• _Task details_
Copy the lines below, from the line that contains "Target: dirt mound" through the end of the records, without the pictures.

(Coordinate labeling data)
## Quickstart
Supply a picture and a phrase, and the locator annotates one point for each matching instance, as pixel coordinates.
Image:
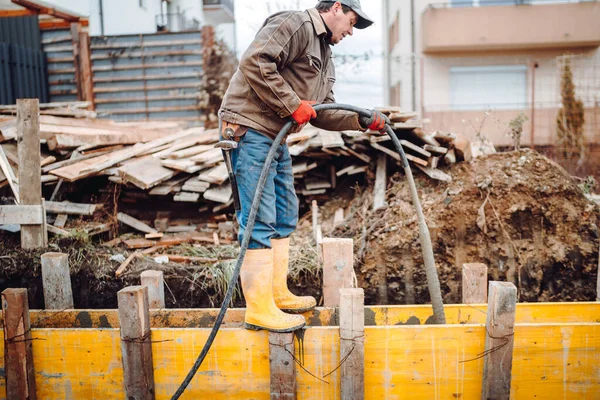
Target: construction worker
(286, 69)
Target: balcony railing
(225, 3)
(175, 22)
(510, 25)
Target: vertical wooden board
(556, 361)
(237, 365)
(2, 373)
(78, 363)
(321, 349)
(423, 362)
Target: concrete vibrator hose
(433, 282)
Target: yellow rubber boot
(286, 300)
(257, 284)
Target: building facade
(473, 66)
(125, 17)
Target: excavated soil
(519, 213)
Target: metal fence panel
(22, 31)
(22, 74)
(58, 46)
(147, 77)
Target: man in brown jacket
(285, 70)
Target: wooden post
(136, 343)
(380, 183)
(352, 344)
(85, 66)
(75, 31)
(282, 365)
(474, 283)
(30, 181)
(338, 265)
(499, 340)
(56, 281)
(18, 355)
(315, 219)
(155, 283)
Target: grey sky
(359, 82)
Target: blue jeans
(278, 211)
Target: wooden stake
(474, 283)
(18, 355)
(136, 343)
(352, 344)
(283, 367)
(56, 281)
(499, 340)
(338, 265)
(30, 181)
(380, 183)
(155, 283)
(315, 218)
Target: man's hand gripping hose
(433, 282)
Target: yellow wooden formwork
(550, 361)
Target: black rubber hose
(252, 218)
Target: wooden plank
(146, 172)
(56, 281)
(61, 220)
(22, 215)
(282, 366)
(19, 371)
(135, 223)
(220, 194)
(136, 343)
(65, 207)
(352, 344)
(338, 267)
(94, 165)
(380, 183)
(474, 283)
(154, 281)
(435, 174)
(30, 184)
(499, 341)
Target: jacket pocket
(314, 61)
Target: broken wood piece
(220, 194)
(436, 149)
(187, 197)
(435, 174)
(135, 223)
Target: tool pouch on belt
(230, 131)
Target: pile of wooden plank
(167, 159)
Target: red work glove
(375, 123)
(305, 112)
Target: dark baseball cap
(363, 19)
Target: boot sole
(297, 310)
(253, 327)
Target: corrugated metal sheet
(148, 77)
(21, 31)
(58, 47)
(22, 74)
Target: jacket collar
(317, 21)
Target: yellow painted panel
(561, 313)
(237, 365)
(77, 363)
(423, 362)
(560, 361)
(557, 362)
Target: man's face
(341, 25)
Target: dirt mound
(518, 212)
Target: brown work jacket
(288, 61)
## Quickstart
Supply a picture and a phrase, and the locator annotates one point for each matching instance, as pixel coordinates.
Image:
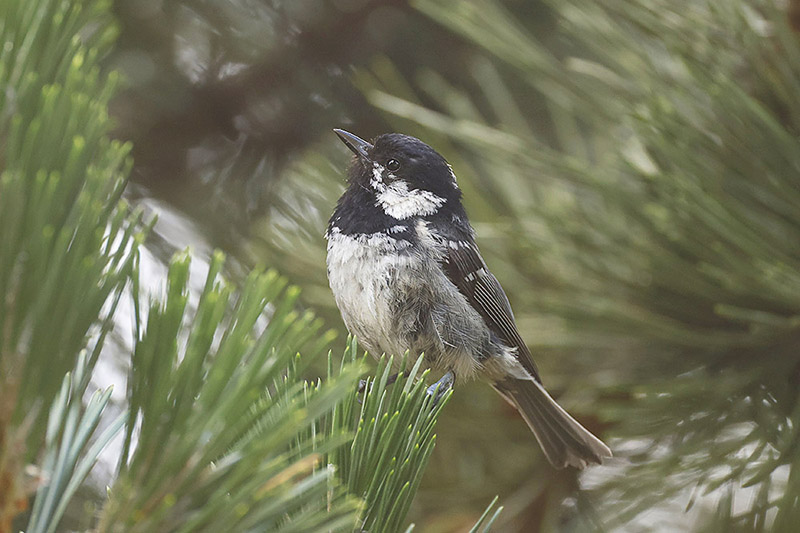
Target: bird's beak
(359, 146)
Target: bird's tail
(563, 440)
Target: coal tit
(407, 276)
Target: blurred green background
(631, 169)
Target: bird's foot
(438, 389)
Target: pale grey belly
(395, 303)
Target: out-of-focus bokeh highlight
(630, 167)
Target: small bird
(407, 276)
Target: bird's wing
(467, 270)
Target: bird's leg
(444, 384)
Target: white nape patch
(400, 202)
(453, 175)
(377, 177)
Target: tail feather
(564, 441)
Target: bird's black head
(407, 177)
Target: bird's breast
(367, 274)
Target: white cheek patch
(399, 202)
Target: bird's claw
(438, 389)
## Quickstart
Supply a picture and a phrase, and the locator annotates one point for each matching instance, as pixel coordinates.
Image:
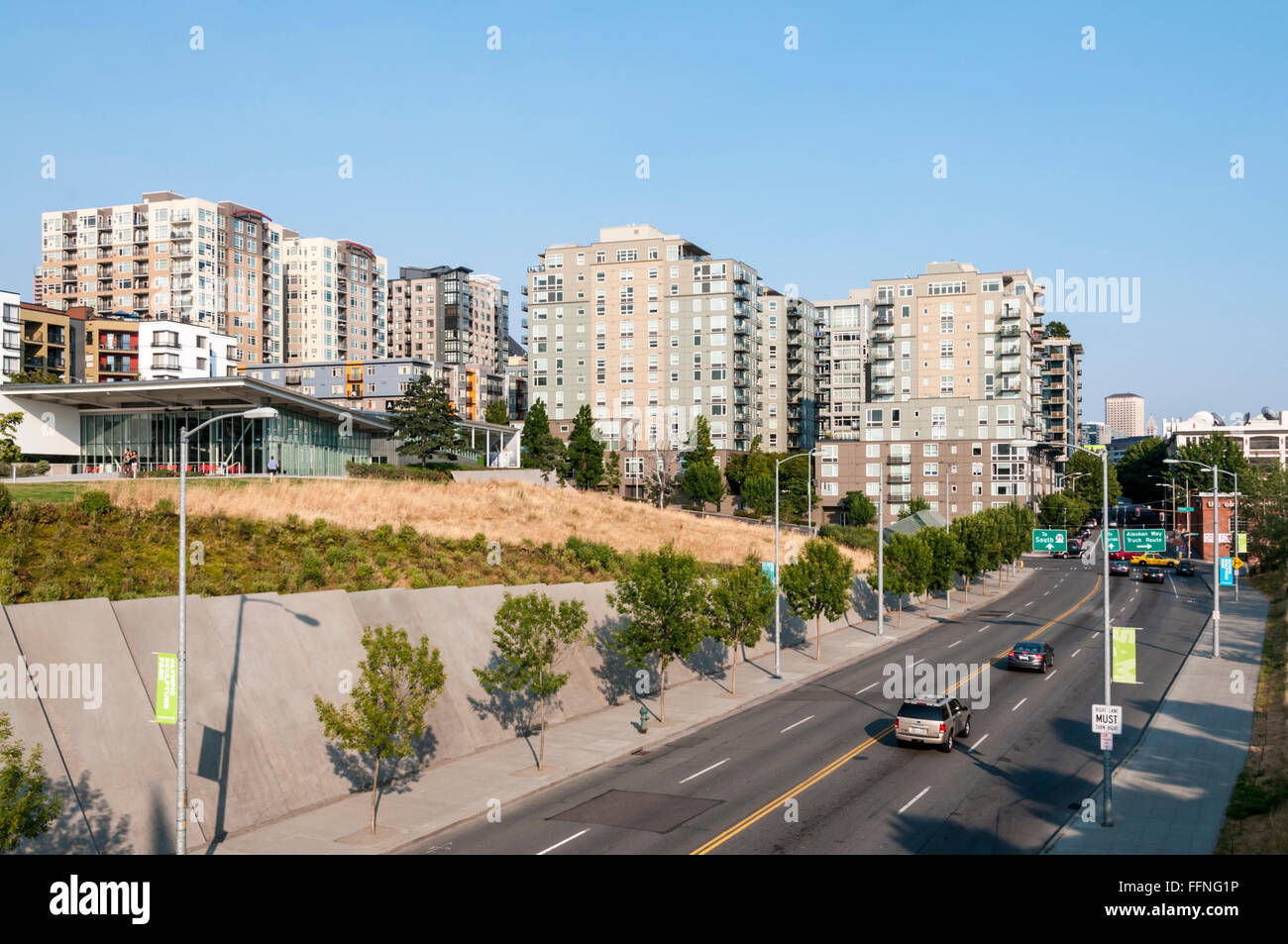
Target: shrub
(95, 502)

• _Problem solution_
Target: dirt mound
(518, 212)
Target: brown work jacket
(288, 61)
## Quickstart
Supply a picture and a phrase, and the locator annotates one point for each matching instance, as pixel coordinates.
Image:
Target: bird's beak
(359, 146)
Target: bird's tail
(563, 440)
Target: coal tit
(407, 276)
Target: blurred green background
(631, 169)
Target: bird's foot
(438, 389)
Target: pale grey belly
(395, 303)
Target: out-of-focus bokeh highlight
(630, 167)
Target: small bird
(407, 276)
Target: bird's wing
(467, 270)
Target: bird's leg
(444, 384)
Target: white nape patch
(400, 202)
(453, 175)
(377, 177)
Target: tail feather
(564, 441)
Target: bird's black head
(407, 177)
Target: bird's breast
(367, 274)
Target: white cheek patch
(399, 202)
Target: bird's claw
(438, 389)
## Quickstart
Supply a picture and a phrase, and the locator annotates one point for each matching instance, as pixel coordinates.
Image:
Target: shrub
(95, 502)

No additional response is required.